Work instruction
Upon reaching the line containing "Indicate the eyeglass frame", output that line and all remaining lines exactly, through the end of the entries, and output nothing before it.
======== Given records
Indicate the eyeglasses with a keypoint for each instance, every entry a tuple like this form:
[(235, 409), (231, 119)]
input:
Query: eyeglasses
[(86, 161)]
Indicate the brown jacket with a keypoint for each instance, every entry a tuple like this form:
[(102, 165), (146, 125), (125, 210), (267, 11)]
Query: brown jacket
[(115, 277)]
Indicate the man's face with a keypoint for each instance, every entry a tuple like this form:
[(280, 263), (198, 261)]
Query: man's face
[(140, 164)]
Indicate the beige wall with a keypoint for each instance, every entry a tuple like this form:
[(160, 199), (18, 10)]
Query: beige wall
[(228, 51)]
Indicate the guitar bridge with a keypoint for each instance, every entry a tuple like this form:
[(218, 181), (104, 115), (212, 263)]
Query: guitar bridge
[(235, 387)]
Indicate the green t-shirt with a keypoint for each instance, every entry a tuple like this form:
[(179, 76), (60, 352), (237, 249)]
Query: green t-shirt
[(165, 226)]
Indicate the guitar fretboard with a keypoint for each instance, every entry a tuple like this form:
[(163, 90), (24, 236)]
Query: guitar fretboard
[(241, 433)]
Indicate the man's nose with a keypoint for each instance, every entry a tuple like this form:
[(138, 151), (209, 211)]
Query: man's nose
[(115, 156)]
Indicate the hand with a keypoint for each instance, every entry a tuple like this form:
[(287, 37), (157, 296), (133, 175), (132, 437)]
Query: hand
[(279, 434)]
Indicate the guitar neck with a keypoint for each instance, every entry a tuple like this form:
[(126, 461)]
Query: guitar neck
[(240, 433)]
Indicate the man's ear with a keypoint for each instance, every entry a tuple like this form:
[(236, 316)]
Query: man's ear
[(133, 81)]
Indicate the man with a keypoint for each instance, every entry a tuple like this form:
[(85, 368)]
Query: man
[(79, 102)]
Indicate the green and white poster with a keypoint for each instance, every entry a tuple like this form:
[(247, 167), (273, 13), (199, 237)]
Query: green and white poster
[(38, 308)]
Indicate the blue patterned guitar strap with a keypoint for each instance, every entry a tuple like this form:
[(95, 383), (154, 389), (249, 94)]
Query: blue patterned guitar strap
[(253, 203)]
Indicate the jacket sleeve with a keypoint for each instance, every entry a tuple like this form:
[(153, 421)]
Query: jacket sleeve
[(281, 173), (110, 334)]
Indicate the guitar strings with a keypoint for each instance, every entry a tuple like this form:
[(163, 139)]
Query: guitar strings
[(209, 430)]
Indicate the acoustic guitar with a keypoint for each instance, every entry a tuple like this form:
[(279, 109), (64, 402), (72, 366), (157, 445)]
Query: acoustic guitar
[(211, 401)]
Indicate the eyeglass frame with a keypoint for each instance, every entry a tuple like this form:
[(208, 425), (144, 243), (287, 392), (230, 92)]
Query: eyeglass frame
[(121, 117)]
================
Answer
Indicate the eyeglass frame with a keypoint for each instance, every entry a tuple like this form:
[(208, 425), (144, 243), (287, 392), (230, 92)]
Query: eyeglass frame
[(121, 117)]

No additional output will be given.